= WHAT THIS TASK INVOLVES =
Write the records out once more, exactly as they are given.

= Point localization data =
********************
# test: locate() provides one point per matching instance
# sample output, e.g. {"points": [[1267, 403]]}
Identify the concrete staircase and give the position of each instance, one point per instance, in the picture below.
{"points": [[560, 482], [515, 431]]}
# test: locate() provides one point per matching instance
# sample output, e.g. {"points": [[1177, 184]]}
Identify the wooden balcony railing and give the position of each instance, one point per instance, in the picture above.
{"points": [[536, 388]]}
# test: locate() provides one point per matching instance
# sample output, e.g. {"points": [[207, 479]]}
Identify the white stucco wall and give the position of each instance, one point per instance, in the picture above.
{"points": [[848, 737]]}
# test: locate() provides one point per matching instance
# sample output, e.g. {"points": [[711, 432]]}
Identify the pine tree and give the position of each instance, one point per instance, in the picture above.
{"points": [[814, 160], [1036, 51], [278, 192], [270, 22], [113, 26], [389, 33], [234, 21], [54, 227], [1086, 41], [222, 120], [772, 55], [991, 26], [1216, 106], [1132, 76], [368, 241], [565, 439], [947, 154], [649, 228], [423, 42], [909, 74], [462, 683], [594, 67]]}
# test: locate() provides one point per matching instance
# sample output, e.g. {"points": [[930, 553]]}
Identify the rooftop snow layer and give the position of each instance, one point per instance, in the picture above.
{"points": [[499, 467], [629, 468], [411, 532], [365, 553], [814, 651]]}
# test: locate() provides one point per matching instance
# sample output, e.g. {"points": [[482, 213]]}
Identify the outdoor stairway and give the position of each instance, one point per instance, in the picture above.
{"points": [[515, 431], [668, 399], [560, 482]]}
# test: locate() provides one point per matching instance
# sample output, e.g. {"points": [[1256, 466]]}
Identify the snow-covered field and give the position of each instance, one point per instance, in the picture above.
********************
= SOLUTION BELOW =
# test: locate() provides one point per matching instance
# sample output, e.g. {"points": [[1267, 403]]}
Identify the concrete staircase and give the position of each instance, one point per instance, in the picture below.
{"points": [[560, 482], [515, 431]]}
# test: locate() provides one point per matching instance
# sample output, e.g. {"points": [[1177, 184]]}
Identify the wooden balcony railing and give the position of each instance, one point per instance, in the picture above.
{"points": [[536, 388]]}
# test: locate() provides one point per matching instance
# sample output, e.g. {"points": [[207, 479]]}
Identify the white stucco wall and give the position of each instance, one point per instance, in the picture above.
{"points": [[848, 737]]}
# test: locate() provides one point per matching instance
# sample output, e.g. {"points": [[711, 432]]}
Identify the pine tree and give the position of each instance, one point per instance, in the picture above.
{"points": [[814, 160], [1036, 51], [278, 192], [270, 22], [113, 26], [389, 33], [234, 21], [54, 227], [1086, 41], [222, 120], [772, 55], [991, 26], [1216, 106], [1132, 76], [368, 241], [565, 439], [947, 154], [649, 228], [423, 42], [909, 74], [462, 683], [594, 67]]}
# test: locate() provides one point per matching instance
# sample output, e.g. {"points": [[930, 553]]}
Identify the rooftop snow layer and give the position of each instance, one point per instance, in the picture above.
{"points": [[499, 467], [629, 468], [411, 532], [365, 553], [814, 651]]}
# test: locate() provides one point per matching instance
# sample output, e.g. {"points": [[482, 213]]}
Identify the outdoor stairway and give the position of each instance, one point per instance, in the picture above.
{"points": [[515, 431], [668, 399], [560, 482]]}
# test: locate() provides one point per matching instance
# sample output, e.g. {"points": [[1256, 466]]}
Identify the snow-covered field and give the position of each instance, one point per instance, in the picture above.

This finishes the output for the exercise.